(Point localization data)
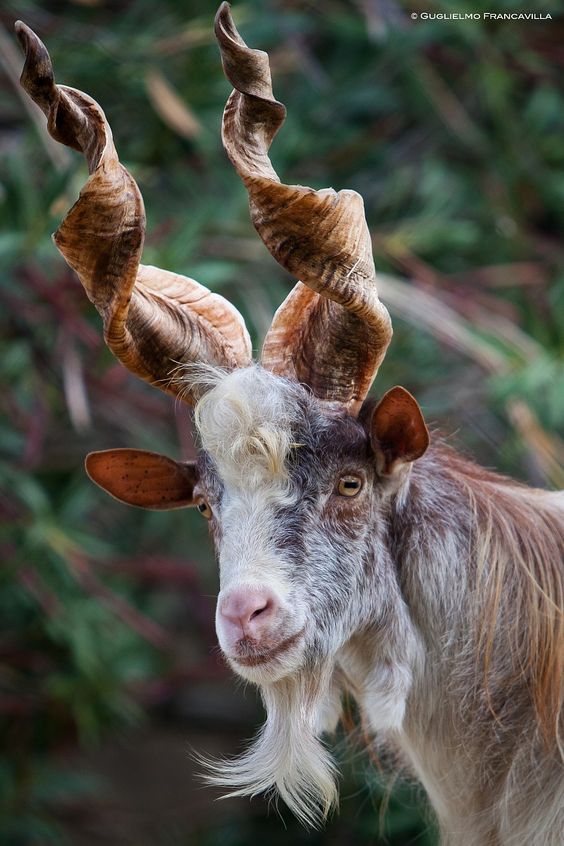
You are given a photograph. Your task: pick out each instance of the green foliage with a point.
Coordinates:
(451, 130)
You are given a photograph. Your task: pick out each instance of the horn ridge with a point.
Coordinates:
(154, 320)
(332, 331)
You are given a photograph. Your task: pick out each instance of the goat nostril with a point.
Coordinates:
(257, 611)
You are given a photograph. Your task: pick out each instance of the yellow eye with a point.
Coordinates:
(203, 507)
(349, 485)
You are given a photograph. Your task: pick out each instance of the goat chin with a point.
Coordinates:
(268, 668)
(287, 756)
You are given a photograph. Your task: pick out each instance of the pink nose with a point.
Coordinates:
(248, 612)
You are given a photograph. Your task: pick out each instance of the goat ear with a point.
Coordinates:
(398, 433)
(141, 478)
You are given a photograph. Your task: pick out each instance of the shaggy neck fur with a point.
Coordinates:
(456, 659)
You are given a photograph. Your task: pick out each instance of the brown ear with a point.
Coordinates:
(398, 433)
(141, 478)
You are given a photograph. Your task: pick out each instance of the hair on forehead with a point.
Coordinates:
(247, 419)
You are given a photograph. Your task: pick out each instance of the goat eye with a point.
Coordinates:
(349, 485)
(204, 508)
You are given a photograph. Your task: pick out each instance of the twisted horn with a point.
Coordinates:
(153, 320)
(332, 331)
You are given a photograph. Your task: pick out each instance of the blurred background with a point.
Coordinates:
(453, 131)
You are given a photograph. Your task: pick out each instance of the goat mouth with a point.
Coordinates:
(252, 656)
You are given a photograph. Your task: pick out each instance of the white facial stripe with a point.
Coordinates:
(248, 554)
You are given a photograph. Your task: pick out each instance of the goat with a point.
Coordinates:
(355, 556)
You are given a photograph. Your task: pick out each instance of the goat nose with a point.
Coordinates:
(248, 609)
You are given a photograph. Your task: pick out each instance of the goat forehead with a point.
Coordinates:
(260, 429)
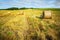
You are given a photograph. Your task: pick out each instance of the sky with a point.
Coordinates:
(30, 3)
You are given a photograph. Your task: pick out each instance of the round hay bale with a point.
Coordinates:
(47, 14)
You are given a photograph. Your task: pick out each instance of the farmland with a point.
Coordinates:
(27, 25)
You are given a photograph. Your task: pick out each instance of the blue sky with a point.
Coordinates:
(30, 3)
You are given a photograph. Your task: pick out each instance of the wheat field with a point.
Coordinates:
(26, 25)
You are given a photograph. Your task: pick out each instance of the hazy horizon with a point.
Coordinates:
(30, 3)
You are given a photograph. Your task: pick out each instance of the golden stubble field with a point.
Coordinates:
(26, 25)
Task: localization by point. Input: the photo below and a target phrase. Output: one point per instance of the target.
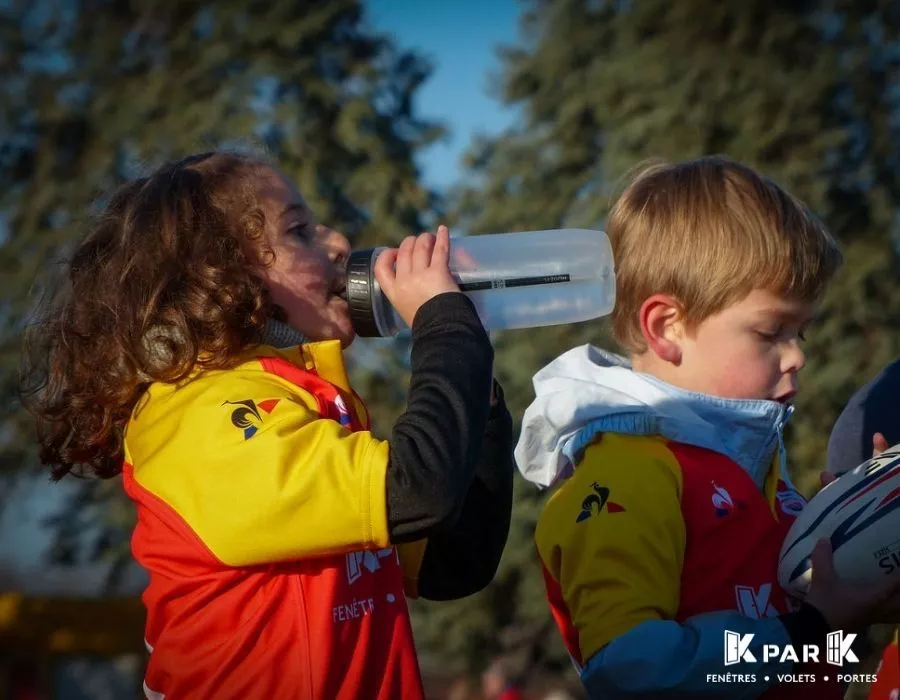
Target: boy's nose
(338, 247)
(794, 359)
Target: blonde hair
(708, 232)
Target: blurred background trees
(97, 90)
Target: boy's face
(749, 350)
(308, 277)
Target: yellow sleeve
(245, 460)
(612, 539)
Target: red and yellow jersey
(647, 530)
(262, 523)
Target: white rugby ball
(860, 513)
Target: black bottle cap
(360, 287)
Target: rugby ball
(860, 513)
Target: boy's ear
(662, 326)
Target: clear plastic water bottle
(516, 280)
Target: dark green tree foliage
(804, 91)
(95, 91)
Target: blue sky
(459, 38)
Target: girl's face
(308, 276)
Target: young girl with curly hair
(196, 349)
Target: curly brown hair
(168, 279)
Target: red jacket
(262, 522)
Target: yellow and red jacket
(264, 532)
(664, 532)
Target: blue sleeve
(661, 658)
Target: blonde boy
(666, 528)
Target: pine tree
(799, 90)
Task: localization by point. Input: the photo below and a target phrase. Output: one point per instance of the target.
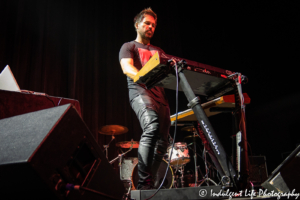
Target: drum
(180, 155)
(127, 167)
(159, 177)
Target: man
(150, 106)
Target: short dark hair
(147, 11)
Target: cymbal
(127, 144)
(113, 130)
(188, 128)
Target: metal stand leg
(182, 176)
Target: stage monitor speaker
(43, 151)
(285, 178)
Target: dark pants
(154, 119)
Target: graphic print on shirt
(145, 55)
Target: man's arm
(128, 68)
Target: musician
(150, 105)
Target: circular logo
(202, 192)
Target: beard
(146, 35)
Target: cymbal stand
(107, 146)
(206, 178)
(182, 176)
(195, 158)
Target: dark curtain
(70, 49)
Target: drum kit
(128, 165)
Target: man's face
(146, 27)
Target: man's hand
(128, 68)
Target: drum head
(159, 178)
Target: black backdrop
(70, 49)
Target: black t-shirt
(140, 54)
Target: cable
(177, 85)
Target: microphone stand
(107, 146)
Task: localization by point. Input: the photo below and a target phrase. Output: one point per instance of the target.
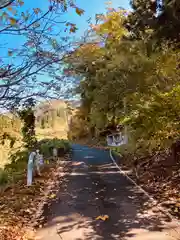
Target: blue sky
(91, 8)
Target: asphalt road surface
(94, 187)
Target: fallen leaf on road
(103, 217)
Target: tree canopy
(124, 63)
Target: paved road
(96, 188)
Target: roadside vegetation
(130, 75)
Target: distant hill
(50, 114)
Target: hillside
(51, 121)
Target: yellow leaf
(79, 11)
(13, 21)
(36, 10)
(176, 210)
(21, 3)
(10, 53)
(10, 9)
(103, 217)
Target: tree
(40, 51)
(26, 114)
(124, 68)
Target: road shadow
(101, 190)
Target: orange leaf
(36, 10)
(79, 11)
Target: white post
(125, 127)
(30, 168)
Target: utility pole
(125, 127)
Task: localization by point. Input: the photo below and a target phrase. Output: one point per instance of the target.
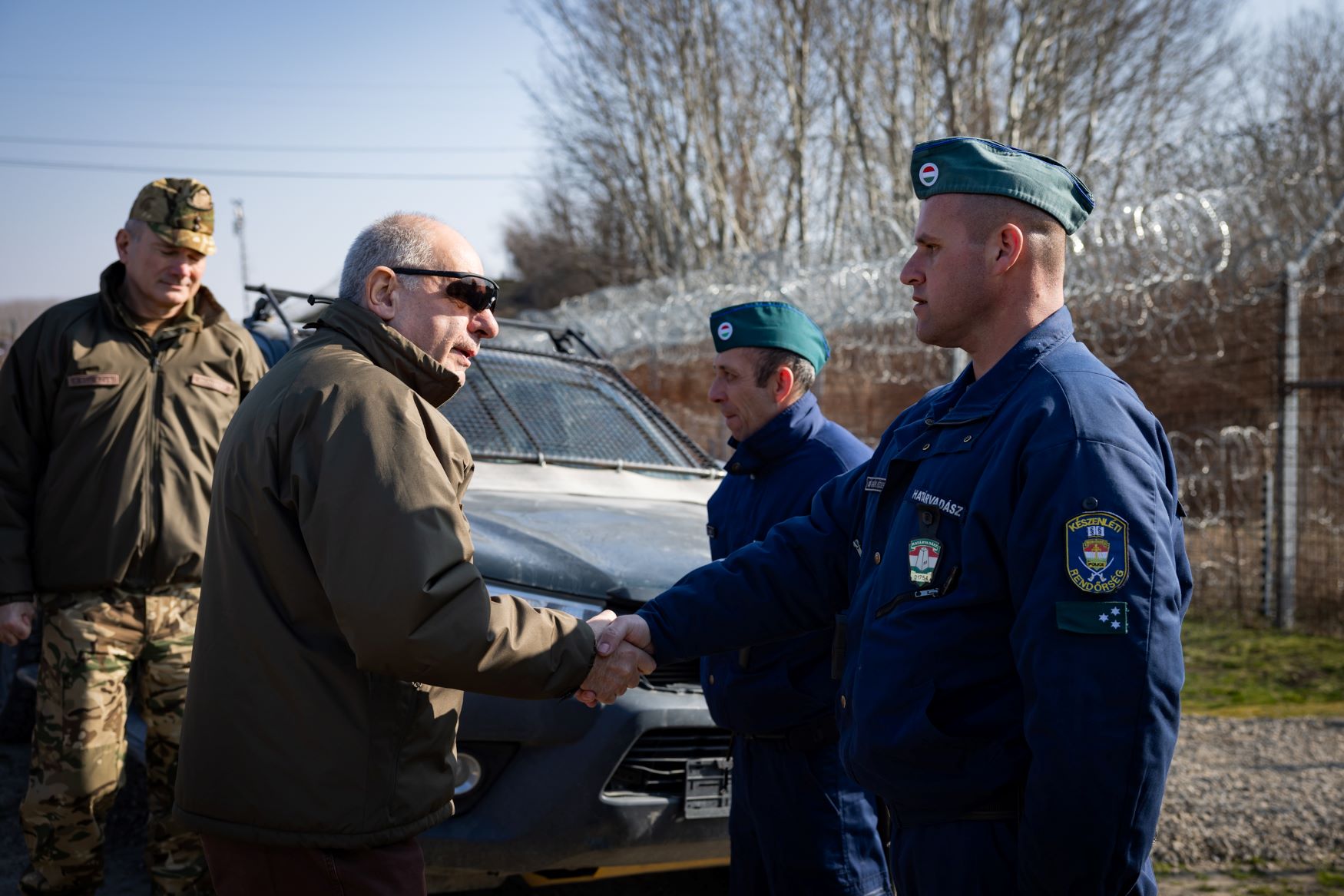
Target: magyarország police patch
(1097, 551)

...

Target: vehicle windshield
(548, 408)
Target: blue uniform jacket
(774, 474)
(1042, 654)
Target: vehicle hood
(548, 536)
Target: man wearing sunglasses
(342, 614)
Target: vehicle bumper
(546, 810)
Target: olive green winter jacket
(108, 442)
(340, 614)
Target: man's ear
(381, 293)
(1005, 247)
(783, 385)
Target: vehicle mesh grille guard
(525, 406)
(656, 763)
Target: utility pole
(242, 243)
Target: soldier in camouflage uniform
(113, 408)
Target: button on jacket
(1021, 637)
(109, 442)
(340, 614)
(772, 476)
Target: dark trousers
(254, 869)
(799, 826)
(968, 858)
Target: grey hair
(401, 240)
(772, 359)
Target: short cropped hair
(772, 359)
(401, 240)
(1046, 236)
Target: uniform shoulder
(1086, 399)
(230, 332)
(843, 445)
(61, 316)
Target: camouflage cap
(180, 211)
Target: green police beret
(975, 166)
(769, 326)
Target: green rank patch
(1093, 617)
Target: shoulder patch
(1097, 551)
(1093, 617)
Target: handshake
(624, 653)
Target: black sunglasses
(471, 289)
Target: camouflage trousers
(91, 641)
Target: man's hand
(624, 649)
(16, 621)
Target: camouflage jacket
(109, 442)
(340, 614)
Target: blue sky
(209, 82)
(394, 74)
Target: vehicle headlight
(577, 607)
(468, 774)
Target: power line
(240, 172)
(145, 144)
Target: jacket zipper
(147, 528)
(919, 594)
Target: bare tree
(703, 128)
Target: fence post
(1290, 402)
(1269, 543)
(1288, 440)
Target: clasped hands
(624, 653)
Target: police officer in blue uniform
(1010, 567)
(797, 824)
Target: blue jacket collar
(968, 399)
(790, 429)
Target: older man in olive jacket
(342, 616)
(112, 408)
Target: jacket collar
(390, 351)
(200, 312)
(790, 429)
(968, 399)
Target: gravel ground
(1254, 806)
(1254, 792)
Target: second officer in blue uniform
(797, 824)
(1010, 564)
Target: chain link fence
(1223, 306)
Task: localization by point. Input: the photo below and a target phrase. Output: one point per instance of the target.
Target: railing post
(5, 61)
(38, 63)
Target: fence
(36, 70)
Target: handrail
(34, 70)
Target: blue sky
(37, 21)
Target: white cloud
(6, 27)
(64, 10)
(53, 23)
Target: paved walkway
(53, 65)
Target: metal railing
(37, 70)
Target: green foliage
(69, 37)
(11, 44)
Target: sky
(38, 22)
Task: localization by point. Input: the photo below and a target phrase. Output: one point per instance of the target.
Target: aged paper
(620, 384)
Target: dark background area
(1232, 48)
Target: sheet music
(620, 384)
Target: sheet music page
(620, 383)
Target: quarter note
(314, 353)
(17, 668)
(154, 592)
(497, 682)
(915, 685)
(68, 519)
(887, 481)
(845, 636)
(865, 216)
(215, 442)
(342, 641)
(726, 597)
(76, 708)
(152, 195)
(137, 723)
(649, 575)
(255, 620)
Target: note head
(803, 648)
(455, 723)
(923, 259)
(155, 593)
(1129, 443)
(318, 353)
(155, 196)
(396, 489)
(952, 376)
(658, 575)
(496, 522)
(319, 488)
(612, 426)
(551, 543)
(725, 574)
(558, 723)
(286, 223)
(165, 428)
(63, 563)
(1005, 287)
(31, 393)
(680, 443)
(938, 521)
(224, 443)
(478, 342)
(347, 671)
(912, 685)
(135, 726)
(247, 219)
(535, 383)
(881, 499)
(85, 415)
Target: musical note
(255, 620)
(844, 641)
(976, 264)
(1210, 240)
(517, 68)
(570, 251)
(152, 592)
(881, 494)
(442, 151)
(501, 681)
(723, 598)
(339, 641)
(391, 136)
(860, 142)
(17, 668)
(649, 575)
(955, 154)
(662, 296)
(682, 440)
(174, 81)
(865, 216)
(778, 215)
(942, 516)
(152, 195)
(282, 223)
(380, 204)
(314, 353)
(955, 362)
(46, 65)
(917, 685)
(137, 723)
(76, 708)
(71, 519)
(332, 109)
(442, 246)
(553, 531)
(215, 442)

→ Problem: Produce the number of lines in the data containing the string "forehead", with nothing added.

→ Output of the exercise: 2